▽
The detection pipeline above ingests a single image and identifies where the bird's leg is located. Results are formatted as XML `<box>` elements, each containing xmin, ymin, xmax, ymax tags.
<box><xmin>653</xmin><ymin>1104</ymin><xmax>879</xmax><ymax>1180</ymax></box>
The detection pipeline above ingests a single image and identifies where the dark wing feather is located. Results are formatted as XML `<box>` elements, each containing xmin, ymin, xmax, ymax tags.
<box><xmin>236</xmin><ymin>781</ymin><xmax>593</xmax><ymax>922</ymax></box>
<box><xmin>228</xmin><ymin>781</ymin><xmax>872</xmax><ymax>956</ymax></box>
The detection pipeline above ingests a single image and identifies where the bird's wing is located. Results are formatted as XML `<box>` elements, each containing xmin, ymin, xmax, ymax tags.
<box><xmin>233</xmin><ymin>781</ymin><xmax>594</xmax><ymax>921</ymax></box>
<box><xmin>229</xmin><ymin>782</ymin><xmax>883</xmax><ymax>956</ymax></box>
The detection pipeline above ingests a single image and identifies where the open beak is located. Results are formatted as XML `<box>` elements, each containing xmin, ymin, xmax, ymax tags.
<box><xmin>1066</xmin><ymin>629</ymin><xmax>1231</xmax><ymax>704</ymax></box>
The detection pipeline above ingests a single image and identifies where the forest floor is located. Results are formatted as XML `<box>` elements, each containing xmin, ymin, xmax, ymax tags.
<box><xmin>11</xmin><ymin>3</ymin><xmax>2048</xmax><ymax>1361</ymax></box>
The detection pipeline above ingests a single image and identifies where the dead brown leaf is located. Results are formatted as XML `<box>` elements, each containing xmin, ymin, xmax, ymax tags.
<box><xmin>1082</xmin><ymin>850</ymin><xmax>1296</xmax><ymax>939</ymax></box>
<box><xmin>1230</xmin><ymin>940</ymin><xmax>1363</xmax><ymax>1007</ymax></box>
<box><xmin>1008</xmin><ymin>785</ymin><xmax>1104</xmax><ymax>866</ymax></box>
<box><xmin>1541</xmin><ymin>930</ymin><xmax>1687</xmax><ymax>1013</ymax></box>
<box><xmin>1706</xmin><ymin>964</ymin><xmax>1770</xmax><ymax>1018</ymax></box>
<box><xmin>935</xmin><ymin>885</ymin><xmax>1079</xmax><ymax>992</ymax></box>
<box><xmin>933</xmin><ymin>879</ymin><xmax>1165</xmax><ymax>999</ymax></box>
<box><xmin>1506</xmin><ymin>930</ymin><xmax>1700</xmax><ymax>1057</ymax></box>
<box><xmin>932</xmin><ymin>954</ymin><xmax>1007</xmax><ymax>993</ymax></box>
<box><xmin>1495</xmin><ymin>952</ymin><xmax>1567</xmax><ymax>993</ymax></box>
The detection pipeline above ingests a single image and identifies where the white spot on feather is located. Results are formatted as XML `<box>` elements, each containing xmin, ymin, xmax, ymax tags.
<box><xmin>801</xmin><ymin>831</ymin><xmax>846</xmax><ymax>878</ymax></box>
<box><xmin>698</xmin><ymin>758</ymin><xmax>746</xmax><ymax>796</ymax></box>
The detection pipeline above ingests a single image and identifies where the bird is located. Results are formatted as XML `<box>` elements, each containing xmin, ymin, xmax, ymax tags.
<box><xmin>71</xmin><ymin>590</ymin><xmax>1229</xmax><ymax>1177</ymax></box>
△
Your answer should contain every entry, transcribed exactly.

The detection pipeline above ingests a single image and identifies where the bird's leg is located. Results are formatted as XML `<box>` elements, each containing xmin, ymin, xmax, ymax tags.
<box><xmin>653</xmin><ymin>1104</ymin><xmax>879</xmax><ymax>1180</ymax></box>
The detection pipeline above ingests a single image and identifies where the dark wing feather is located. Results are formatted as XML `<box>` elements, each containing xmin, ymin, xmax, ymax tags.
<box><xmin>236</xmin><ymin>781</ymin><xmax>593</xmax><ymax>922</ymax></box>
<box><xmin>228</xmin><ymin>781</ymin><xmax>872</xmax><ymax>956</ymax></box>
The detection pipeline above ingests a single image and identifies where the bird's wing is located. Results are formatted as XML `<box>` elements, each containing xmin, ymin, xmax, ymax tags.
<box><xmin>233</xmin><ymin>781</ymin><xmax>594</xmax><ymax>921</ymax></box>
<box><xmin>229</xmin><ymin>782</ymin><xmax>883</xmax><ymax>956</ymax></box>
The detection pipeline above ingests a single image and identifies where the open beak is located. Results are formatted as XML `<box>` elements, each containing xmin, ymin, xmax, ymax tags.
<box><xmin>1066</xmin><ymin>629</ymin><xmax>1231</xmax><ymax>704</ymax></box>
The detection pipeline above ingests a single image and identifies where the forest floor is located. Results are formatted as XML `<box>` elements, each containing xmin, ymin, xmax, ymax tags.
<box><xmin>11</xmin><ymin>3</ymin><xmax>2048</xmax><ymax>1361</ymax></box>
The detection pipeline above ingests a single image and identifies where the dead brown leaf is located. Results are formatted as XML `<box>` elements, each containing xmin, ymin, xmax, ymax tags.
<box><xmin>1082</xmin><ymin>850</ymin><xmax>1296</xmax><ymax>939</ymax></box>
<box><xmin>1230</xmin><ymin>940</ymin><xmax>1363</xmax><ymax>1007</ymax></box>
<box><xmin>1008</xmin><ymin>785</ymin><xmax>1104</xmax><ymax>866</ymax></box>
<box><xmin>1541</xmin><ymin>930</ymin><xmax>1687</xmax><ymax>1013</ymax></box>
<box><xmin>1706</xmin><ymin>964</ymin><xmax>1770</xmax><ymax>1018</ymax></box>
<box><xmin>935</xmin><ymin>885</ymin><xmax>1079</xmax><ymax>992</ymax></box>
<box><xmin>933</xmin><ymin>879</ymin><xmax>1165</xmax><ymax>999</ymax></box>
<box><xmin>1506</xmin><ymin>930</ymin><xmax>1700</xmax><ymax>1057</ymax></box>
<box><xmin>932</xmin><ymin>954</ymin><xmax>1007</xmax><ymax>993</ymax></box>
<box><xmin>1495</xmin><ymin>952</ymin><xmax>1567</xmax><ymax>993</ymax></box>
The detection pipeline above ingests a single image and identifies where the white spot on feather is located. Results are formatted as XML `<box>` elements, each containing xmin, ymin, xmax, ymax tags.
<box><xmin>801</xmin><ymin>831</ymin><xmax>846</xmax><ymax>878</ymax></box>
<box><xmin>698</xmin><ymin>758</ymin><xmax>746</xmax><ymax>796</ymax></box>
The detection pipeline above ingests a single image and identifies where the bird is located. Results are formatted as XML `<box>` elements, each containing xmin, ymin, xmax, ymax tags.
<box><xmin>71</xmin><ymin>590</ymin><xmax>1229</xmax><ymax>1177</ymax></box>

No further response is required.